**Page extract**
Two articles talking about Paul Pierce's legacy.

Adrian Wojnarowski:

Before the season, Boston debated on whether Pierce’s number would ever dangle in the Garden rafters. Only champions hang in the Garden. The Basketball Hall of Fame hung in doubt, too. Now, his decade in Boston is so close to its validation. One more victory, a Finals MVP over Kobe Bryant, and Pierce, in the minds of most, will have made the improbable thirtysomething NBA journey as a player from good to great.

Bill Simmons:

To Pierce for playing two really good games (Game 1 and Game 2), one stinker (Game 3), one ESPN Classic Special (Game 4) and one jaw-dropper (Game 5). He lifted himself to another level in those last two games, willing himself to the basket time and time again (shades of MJ in the '98 playoffs) and playing some of the greatest defense that has ever been played against Kobe Bryant. He also carried himself with a remarkable level of composure, refusing to get riled up by bad calls or roped into a senseless trash-talking duel with Kobe.

**Data listing**
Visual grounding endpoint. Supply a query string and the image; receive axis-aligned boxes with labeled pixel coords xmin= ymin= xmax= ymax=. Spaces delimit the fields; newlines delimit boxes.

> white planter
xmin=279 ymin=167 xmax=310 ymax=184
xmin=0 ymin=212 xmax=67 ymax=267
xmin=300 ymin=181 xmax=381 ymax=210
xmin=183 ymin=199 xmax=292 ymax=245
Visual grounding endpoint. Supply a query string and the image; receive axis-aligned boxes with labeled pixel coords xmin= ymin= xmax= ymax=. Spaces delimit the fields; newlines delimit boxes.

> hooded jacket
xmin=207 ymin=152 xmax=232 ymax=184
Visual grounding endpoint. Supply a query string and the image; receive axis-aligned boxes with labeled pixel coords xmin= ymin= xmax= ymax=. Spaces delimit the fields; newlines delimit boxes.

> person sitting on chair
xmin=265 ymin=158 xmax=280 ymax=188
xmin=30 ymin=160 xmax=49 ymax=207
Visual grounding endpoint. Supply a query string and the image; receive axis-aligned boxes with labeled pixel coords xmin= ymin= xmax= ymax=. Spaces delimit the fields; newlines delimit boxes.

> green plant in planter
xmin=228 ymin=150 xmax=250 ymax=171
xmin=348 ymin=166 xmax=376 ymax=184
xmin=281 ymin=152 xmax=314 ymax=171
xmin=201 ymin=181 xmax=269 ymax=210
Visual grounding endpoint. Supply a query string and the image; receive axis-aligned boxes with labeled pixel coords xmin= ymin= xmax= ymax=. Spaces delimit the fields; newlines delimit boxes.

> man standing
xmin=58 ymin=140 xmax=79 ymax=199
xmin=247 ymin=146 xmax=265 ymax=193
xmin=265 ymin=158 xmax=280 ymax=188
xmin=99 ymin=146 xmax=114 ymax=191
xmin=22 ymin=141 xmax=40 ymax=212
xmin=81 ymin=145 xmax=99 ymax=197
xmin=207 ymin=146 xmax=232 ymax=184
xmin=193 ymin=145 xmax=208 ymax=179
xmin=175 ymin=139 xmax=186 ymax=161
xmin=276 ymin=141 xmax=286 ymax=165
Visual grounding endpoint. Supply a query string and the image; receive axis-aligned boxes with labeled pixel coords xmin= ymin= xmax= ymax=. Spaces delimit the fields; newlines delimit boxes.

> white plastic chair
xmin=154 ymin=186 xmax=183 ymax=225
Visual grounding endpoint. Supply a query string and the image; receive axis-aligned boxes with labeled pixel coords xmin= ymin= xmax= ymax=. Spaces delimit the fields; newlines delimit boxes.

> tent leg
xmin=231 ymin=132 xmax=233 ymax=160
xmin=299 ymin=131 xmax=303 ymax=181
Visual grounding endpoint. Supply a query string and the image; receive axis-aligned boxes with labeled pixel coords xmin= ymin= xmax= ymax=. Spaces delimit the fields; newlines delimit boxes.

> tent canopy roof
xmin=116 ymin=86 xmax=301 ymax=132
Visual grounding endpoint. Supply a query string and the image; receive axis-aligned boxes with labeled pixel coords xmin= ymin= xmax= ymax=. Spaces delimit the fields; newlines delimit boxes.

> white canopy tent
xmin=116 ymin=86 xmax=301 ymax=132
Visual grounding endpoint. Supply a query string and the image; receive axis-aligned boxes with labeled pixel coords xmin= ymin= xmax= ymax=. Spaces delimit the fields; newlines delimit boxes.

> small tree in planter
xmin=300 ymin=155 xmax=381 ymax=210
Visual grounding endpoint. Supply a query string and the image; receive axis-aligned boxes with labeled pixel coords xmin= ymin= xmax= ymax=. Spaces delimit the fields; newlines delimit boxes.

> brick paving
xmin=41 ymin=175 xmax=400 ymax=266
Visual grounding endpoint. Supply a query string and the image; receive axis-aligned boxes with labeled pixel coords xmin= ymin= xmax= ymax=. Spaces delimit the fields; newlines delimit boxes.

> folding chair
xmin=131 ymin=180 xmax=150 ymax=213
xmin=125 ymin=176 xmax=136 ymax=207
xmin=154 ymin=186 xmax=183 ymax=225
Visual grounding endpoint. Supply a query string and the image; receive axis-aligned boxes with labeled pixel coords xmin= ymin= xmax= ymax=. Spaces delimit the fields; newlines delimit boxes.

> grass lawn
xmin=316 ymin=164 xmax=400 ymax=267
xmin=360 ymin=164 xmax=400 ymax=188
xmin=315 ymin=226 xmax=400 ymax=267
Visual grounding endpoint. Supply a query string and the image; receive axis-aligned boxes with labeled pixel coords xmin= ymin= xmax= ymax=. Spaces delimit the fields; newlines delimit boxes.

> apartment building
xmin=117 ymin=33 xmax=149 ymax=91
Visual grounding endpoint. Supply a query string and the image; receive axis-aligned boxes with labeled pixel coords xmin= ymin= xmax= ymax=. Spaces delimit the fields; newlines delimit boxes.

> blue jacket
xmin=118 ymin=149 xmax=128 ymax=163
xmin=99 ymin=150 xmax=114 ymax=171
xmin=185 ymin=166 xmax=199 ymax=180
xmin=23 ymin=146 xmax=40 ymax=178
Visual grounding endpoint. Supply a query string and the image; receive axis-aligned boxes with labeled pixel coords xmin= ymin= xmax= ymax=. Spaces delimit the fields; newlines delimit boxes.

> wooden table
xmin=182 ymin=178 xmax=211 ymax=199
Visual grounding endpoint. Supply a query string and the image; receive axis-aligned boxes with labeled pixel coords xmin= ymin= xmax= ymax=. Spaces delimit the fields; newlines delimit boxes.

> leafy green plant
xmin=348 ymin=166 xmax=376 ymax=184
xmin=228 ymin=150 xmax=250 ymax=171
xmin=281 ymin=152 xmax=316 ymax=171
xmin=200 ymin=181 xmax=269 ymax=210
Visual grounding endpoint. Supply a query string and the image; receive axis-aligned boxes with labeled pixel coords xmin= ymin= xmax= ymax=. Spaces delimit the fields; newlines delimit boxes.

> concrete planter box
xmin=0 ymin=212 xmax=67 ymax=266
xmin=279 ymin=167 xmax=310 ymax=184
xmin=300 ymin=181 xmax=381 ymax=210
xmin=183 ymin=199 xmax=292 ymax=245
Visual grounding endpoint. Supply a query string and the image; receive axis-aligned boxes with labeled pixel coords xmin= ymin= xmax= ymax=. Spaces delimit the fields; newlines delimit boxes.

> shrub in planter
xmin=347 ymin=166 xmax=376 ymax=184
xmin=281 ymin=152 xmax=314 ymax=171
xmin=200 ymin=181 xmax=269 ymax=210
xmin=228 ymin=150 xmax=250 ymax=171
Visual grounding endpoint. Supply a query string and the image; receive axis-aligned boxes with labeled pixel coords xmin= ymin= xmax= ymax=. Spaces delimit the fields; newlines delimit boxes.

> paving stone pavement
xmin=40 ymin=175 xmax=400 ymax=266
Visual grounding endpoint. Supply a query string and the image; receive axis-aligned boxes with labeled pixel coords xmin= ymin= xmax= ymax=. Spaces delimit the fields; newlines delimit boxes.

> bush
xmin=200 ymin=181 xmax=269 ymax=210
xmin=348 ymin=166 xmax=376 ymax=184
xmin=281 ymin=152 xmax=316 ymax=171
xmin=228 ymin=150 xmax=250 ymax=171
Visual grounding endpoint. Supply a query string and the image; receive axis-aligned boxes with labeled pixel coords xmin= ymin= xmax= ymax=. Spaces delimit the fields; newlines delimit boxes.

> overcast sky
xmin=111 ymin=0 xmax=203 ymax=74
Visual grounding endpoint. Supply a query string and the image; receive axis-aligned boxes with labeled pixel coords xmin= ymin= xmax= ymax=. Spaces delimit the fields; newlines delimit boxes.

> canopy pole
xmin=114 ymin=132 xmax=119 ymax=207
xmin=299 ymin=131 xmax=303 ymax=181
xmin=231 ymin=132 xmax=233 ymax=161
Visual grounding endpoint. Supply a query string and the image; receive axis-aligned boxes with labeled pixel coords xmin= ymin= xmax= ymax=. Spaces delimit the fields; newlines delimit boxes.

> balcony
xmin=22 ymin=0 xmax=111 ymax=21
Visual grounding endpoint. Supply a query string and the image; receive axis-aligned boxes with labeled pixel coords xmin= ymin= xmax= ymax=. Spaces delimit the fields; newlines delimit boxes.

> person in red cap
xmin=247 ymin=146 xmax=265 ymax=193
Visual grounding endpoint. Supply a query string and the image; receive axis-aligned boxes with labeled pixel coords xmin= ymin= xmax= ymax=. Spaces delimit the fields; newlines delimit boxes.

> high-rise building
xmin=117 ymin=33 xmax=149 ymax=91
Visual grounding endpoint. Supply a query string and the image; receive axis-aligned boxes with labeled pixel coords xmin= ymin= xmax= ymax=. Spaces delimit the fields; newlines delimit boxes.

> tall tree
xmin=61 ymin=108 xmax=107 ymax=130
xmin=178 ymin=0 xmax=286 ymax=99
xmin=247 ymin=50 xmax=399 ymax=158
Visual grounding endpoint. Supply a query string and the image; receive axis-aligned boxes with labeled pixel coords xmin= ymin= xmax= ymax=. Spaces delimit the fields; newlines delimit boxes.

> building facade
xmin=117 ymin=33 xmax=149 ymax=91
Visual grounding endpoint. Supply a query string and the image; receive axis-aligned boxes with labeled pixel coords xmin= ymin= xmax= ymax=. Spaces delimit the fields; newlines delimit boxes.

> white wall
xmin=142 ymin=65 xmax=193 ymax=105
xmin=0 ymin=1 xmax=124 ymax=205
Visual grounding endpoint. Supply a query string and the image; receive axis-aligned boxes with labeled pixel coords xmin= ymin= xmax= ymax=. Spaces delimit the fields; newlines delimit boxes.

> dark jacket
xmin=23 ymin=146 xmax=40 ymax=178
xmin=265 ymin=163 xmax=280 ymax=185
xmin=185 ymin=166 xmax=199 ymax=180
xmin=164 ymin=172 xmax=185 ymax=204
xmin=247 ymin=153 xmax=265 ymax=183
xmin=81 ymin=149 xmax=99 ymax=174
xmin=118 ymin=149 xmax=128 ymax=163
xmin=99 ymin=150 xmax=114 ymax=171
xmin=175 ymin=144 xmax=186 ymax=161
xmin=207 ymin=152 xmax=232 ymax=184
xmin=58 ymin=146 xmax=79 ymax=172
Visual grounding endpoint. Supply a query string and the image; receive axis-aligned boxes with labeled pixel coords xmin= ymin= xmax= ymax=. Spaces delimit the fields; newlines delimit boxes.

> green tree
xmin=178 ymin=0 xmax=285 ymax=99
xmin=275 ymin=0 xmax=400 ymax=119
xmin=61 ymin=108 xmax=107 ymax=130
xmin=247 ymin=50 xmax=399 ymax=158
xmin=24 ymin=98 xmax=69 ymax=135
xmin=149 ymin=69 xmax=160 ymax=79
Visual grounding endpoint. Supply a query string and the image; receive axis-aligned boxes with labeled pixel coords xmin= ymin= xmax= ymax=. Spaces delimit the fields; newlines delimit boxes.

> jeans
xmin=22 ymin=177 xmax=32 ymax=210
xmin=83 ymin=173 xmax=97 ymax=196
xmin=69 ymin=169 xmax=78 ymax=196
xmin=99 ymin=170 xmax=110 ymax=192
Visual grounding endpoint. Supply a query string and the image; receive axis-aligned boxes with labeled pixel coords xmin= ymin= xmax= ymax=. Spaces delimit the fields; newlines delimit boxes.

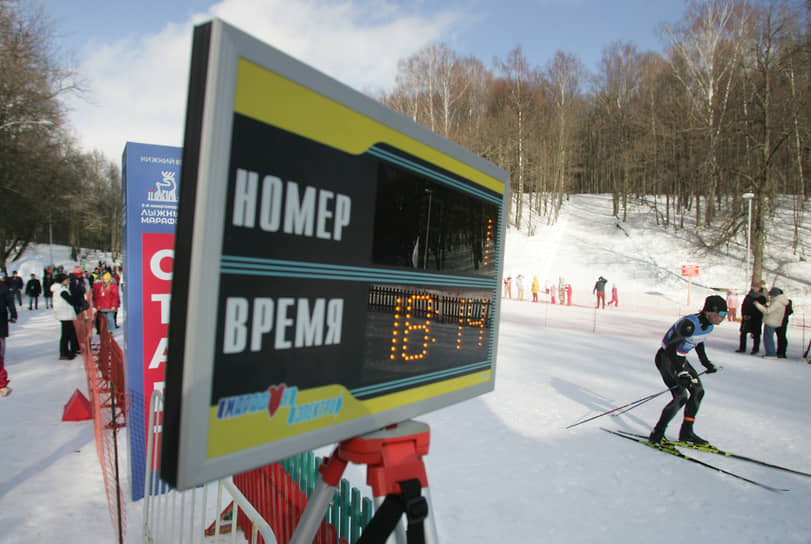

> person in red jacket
xmin=93 ymin=272 xmax=121 ymax=332
xmin=0 ymin=271 xmax=17 ymax=397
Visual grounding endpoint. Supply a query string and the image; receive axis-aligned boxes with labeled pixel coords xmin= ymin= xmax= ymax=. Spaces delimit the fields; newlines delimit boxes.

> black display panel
xmin=211 ymin=115 xmax=499 ymax=405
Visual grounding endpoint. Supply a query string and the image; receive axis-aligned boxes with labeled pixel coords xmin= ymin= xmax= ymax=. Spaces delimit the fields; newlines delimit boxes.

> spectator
xmin=737 ymin=280 xmax=766 ymax=355
xmin=25 ymin=274 xmax=42 ymax=310
xmin=6 ymin=270 xmax=23 ymax=308
xmin=69 ymin=266 xmax=89 ymax=315
xmin=591 ymin=276 xmax=608 ymax=309
xmin=774 ymin=292 xmax=794 ymax=359
xmin=93 ymin=272 xmax=121 ymax=333
xmin=753 ymin=287 xmax=788 ymax=359
xmin=42 ymin=268 xmax=53 ymax=310
xmin=51 ymin=274 xmax=79 ymax=361
xmin=0 ymin=274 xmax=17 ymax=397
xmin=727 ymin=289 xmax=741 ymax=321
xmin=515 ymin=274 xmax=524 ymax=300
xmin=608 ymin=283 xmax=620 ymax=308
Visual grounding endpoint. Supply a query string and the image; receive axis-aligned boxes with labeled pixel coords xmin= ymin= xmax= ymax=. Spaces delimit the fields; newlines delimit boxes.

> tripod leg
xmin=422 ymin=487 xmax=439 ymax=544
xmin=290 ymin=479 xmax=337 ymax=544
xmin=373 ymin=495 xmax=408 ymax=544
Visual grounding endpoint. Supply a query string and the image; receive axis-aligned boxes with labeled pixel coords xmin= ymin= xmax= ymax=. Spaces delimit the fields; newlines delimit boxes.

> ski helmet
xmin=702 ymin=295 xmax=727 ymax=312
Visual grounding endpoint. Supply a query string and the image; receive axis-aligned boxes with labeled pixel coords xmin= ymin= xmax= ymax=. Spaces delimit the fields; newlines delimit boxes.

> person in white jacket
xmin=754 ymin=287 xmax=788 ymax=359
xmin=51 ymin=274 xmax=79 ymax=361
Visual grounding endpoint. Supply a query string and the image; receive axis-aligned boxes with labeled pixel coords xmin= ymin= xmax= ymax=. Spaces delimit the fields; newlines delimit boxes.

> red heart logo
xmin=268 ymin=384 xmax=285 ymax=417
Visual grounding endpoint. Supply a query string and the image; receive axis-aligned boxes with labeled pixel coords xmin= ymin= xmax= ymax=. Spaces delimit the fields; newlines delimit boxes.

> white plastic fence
xmin=143 ymin=391 xmax=277 ymax=544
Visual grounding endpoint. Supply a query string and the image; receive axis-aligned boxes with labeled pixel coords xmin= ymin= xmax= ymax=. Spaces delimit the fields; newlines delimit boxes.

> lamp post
xmin=422 ymin=188 xmax=434 ymax=269
xmin=0 ymin=119 xmax=53 ymax=130
xmin=741 ymin=193 xmax=755 ymax=281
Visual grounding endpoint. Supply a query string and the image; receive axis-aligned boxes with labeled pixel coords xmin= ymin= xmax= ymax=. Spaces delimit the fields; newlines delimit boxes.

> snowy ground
xmin=0 ymin=196 xmax=811 ymax=544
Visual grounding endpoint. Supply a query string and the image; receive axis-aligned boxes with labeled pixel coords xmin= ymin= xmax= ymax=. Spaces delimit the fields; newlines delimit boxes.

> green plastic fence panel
xmin=338 ymin=480 xmax=350 ymax=540
xmin=349 ymin=487 xmax=360 ymax=543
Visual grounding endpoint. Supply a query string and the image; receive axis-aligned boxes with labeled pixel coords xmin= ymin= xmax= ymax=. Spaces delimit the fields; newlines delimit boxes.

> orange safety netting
xmin=74 ymin=309 xmax=128 ymax=543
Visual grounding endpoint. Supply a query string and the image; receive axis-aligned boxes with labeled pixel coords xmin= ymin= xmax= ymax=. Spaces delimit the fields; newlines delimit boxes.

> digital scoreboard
xmin=161 ymin=20 xmax=509 ymax=489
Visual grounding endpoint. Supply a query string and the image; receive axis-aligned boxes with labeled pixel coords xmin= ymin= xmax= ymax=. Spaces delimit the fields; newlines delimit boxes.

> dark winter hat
xmin=702 ymin=295 xmax=727 ymax=312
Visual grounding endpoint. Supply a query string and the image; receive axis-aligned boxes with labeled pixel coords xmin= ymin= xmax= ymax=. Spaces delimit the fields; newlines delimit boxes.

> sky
xmin=31 ymin=0 xmax=685 ymax=166
xmin=0 ymin=195 xmax=811 ymax=544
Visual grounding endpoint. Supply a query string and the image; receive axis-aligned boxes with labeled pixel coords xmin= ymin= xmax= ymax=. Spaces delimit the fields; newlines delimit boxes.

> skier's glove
xmin=704 ymin=361 xmax=718 ymax=374
xmin=676 ymin=370 xmax=698 ymax=387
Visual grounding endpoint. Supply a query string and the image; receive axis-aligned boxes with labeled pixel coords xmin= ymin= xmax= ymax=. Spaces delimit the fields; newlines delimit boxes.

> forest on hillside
xmin=379 ymin=0 xmax=811 ymax=275
xmin=0 ymin=0 xmax=811 ymax=284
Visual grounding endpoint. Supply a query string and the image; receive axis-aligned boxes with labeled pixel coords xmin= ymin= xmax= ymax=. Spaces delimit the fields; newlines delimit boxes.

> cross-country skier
xmin=649 ymin=295 xmax=727 ymax=444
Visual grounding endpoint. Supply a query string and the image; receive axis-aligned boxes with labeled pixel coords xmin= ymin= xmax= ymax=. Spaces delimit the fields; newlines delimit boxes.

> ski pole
xmin=566 ymin=366 xmax=722 ymax=429
xmin=611 ymin=366 xmax=724 ymax=417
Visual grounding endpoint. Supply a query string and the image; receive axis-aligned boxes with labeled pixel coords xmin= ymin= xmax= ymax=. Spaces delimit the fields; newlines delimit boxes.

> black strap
xmin=357 ymin=479 xmax=428 ymax=544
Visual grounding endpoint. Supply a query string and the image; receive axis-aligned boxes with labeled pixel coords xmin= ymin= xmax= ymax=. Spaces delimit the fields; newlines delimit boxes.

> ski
xmin=617 ymin=429 xmax=811 ymax=478
xmin=600 ymin=427 xmax=789 ymax=493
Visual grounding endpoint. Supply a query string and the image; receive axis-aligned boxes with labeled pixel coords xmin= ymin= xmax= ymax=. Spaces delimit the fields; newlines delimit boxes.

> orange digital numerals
xmin=456 ymin=298 xmax=487 ymax=349
xmin=389 ymin=295 xmax=489 ymax=361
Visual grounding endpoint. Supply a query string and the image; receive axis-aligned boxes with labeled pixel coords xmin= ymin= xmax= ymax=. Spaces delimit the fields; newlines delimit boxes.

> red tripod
xmin=290 ymin=421 xmax=438 ymax=544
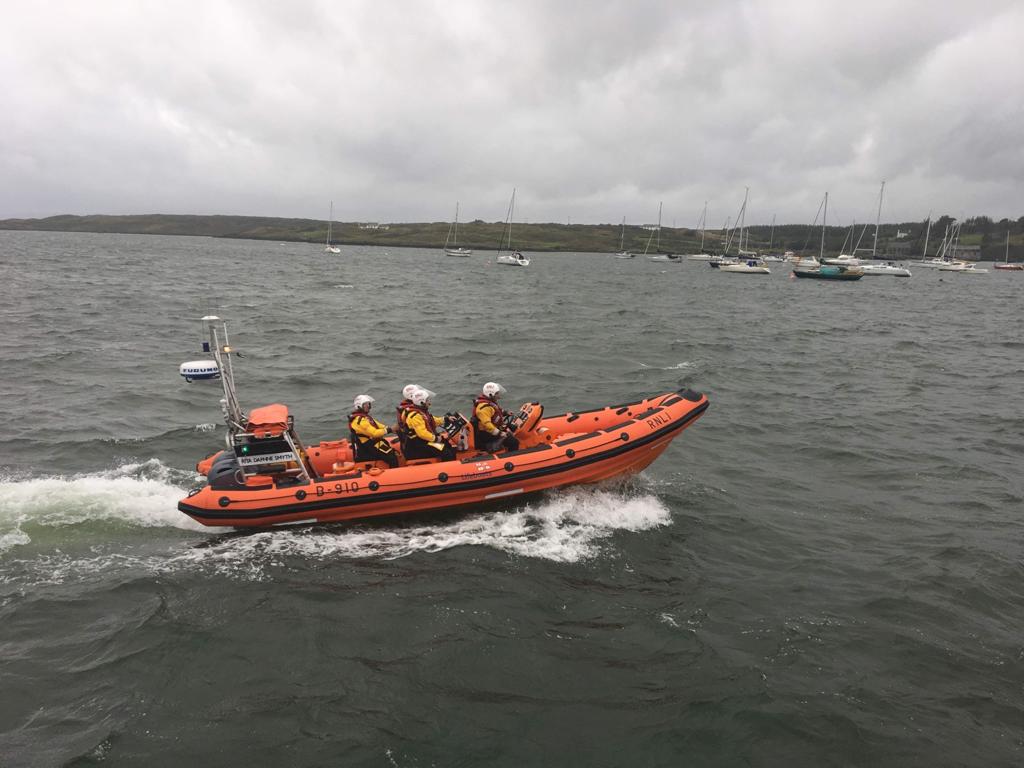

**Task requirements**
a – Rewrite the paragraph in the Paul Pierce text that begins "Before the season, Boston debated" more briefly, keeping its main facts.
b – Extract every line of the records that contains the string "jacket", treating uppercase and lowercase as different.
The Paul Pierce text and the records come from separate, unrelated sources.

**Responses to the tasks**
a – Before the season, Boston questioned whether Pierce's number would ever hang in the Garden rafters, where only champions hang, and his Hall of Fame place was also in doubt. His decade in Boston is now close to validation. With one more victory and a Finals MVP over Kobe Bryant, most would see Pierce as having made the unlikely move in his thirties from good player to great.

b –
> hooded jacket
> blue jacket
> dark jacket
> person in red jacket
> person in white jacket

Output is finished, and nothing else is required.